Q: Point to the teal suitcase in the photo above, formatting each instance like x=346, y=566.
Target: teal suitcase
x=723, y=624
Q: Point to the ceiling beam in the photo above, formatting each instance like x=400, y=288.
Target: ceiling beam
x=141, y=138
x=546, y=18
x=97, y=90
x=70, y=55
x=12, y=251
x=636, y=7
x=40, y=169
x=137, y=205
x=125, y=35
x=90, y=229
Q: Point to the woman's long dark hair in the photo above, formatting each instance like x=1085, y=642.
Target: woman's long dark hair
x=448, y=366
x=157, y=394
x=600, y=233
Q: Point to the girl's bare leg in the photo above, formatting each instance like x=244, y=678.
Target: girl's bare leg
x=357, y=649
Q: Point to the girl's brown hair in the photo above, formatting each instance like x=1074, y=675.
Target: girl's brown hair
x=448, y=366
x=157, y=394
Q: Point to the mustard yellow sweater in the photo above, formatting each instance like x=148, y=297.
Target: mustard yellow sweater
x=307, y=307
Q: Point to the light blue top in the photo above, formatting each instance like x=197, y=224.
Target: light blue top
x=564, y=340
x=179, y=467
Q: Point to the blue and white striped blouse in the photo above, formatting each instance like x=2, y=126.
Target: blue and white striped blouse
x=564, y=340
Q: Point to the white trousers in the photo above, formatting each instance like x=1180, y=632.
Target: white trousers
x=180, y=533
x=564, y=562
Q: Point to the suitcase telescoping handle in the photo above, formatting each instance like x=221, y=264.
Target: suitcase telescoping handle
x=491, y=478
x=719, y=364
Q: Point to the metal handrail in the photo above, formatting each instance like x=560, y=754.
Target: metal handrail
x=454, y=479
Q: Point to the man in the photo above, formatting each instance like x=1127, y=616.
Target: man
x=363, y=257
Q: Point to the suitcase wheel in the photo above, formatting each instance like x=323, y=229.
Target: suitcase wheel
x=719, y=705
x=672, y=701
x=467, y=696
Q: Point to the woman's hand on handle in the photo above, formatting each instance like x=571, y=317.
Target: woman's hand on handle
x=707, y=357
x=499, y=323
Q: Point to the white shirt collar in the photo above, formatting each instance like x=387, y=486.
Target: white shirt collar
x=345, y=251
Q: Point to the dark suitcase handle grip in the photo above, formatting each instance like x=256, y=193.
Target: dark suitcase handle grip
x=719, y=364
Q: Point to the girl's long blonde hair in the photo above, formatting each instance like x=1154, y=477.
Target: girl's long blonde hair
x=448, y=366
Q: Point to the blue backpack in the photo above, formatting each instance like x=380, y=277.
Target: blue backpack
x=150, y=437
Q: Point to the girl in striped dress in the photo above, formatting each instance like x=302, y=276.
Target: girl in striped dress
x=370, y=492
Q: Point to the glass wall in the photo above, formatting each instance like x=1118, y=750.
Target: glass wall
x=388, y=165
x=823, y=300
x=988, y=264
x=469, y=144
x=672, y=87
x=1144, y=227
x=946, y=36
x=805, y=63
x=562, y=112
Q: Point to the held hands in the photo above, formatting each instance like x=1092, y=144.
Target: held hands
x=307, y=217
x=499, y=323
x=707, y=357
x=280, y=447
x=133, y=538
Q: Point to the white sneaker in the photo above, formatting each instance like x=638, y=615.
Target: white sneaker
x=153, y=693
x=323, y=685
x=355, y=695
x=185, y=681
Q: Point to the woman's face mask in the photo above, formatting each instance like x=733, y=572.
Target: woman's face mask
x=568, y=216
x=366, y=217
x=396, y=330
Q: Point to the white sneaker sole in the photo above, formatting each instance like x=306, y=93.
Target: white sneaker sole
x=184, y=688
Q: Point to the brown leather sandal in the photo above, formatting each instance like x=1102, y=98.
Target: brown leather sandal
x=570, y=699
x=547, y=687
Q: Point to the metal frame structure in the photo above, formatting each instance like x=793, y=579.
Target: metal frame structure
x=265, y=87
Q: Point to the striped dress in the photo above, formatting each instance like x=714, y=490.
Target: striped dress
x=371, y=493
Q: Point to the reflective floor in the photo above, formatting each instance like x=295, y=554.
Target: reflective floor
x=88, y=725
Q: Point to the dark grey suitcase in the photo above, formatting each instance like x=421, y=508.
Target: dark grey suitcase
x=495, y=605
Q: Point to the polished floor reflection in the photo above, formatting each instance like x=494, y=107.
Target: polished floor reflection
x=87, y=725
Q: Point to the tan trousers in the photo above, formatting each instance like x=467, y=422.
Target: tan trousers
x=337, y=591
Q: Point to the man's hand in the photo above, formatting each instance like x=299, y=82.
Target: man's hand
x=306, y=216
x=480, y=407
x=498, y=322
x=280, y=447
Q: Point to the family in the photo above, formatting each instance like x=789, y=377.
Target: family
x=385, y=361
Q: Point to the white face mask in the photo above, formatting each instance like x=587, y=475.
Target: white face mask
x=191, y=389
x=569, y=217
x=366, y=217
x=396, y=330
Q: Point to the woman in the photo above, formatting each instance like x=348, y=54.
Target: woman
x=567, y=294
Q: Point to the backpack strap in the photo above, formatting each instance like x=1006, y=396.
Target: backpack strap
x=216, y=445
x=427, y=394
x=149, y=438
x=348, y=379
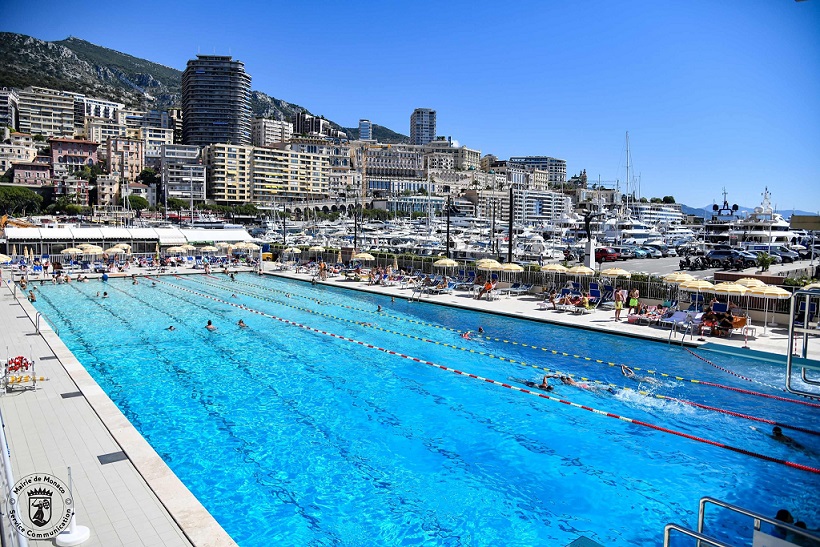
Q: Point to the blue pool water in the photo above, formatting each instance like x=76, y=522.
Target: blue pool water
x=292, y=437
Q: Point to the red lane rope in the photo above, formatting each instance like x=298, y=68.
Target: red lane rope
x=787, y=463
x=733, y=373
x=758, y=394
x=739, y=415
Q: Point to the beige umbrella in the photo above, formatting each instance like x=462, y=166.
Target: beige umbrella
x=581, y=270
x=616, y=272
x=750, y=282
x=730, y=289
x=769, y=292
x=445, y=263
x=488, y=264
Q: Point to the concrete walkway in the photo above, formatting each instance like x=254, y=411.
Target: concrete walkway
x=124, y=492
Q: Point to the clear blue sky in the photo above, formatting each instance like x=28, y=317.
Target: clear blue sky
x=713, y=93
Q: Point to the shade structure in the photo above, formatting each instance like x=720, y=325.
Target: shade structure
x=488, y=265
x=511, y=267
x=769, y=292
x=616, y=272
x=750, y=282
x=445, y=263
x=581, y=270
x=730, y=289
x=677, y=278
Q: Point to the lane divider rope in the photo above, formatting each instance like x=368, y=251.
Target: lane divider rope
x=738, y=450
x=509, y=360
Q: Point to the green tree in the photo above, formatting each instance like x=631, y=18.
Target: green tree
x=15, y=200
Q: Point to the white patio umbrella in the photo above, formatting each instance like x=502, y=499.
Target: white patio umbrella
x=769, y=292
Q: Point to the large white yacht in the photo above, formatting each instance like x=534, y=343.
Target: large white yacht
x=763, y=225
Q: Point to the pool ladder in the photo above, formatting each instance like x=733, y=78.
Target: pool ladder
x=759, y=537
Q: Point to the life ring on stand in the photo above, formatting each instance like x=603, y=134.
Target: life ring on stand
x=18, y=363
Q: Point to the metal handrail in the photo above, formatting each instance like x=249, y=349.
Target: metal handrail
x=758, y=518
x=702, y=539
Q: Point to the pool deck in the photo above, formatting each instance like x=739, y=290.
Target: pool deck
x=68, y=421
x=136, y=499
x=775, y=341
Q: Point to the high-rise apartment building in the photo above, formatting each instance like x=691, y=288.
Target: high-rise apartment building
x=422, y=126
x=265, y=131
x=216, y=101
x=46, y=112
x=9, y=108
x=365, y=130
x=556, y=168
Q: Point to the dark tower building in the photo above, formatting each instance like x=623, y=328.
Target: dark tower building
x=216, y=105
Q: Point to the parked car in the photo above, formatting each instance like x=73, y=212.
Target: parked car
x=639, y=253
x=625, y=252
x=651, y=252
x=606, y=254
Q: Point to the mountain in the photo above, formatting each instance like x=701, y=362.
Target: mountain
x=82, y=67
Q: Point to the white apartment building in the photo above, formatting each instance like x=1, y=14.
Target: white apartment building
x=21, y=149
x=153, y=139
x=656, y=214
x=126, y=158
x=183, y=174
x=9, y=108
x=46, y=111
x=463, y=157
x=265, y=131
x=229, y=173
x=539, y=206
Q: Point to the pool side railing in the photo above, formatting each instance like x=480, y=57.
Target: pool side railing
x=758, y=519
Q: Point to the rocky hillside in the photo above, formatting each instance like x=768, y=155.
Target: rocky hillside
x=82, y=67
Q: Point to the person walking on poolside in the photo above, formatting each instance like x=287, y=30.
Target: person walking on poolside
x=619, y=303
x=634, y=301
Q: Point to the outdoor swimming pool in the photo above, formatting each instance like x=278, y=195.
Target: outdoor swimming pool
x=290, y=436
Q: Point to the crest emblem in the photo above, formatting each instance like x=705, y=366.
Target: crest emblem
x=39, y=506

::::::::

Starting at the line with "Q: Point to the backpack" and stopping after the line with "x=702, y=539", quote the data above word for word, leaving out any picture.

## REPLY TO THE EXERCISE
Q: Point to the backpack strap in the photo above, formatting each instance like x=1006, y=396.
Target: backpack strap
x=216, y=445
x=427, y=394
x=149, y=438
x=348, y=379
Q: Point to the blue pool water in the photo above, formatting each instance like x=76, y=522.
Target: blue pool water
x=292, y=437
Q: Point to the red lane rope in the photo above, formatting each instance like x=298, y=68.
Target: red lane rope
x=787, y=463
x=733, y=373
x=758, y=394
x=739, y=415
Q: Point to the beige umbrella in the photo above, formatting each instance like x=462, y=166.
Target: beige umbrella
x=581, y=270
x=616, y=272
x=750, y=282
x=730, y=289
x=769, y=292
x=445, y=263
x=488, y=264
Q: Point to the concrete walkway in the photo above, formatting each instance like x=254, y=411.
Target: concrete walkway
x=124, y=492
Q: Point to the clear blue sky in the photo above, formatting each instance like x=28, y=317.
Target: clear blue sky
x=713, y=93
Q: Point to the shade structure in the photo above, formatting each instance like x=720, y=325.
Target: shade structure
x=488, y=265
x=511, y=267
x=769, y=292
x=616, y=272
x=750, y=282
x=445, y=263
x=581, y=270
x=730, y=289
x=677, y=278
Q: Point to the lane divider rope in the photo above, formatting each instance like x=368, y=251.
Target: lane divider rope
x=738, y=450
x=509, y=360
Q: Point to the green tree in the photo above, formatting each instance like x=631, y=18.
Target: green tree
x=15, y=200
Q: Point to the white patio umbrella in the photo above, formatting each instance like x=502, y=499.
Target: white patio umbrella
x=769, y=292
Q: Point to the large white yacht in the photo above, formatting each instance like x=534, y=343.
Target: large white yacht
x=763, y=225
Q: Point to the pool ladder in the photo above, formatting each instance like x=733, y=78.
Target: pool ladder
x=759, y=537
Q: Point to the life ring on stand in the photo above, formatting each instance like x=603, y=134.
Target: life ring on stand
x=18, y=363
Q: Point to the metal handrail in the photo above, formatting each instance like x=249, y=349.
Target: metal handrail
x=758, y=518
x=702, y=539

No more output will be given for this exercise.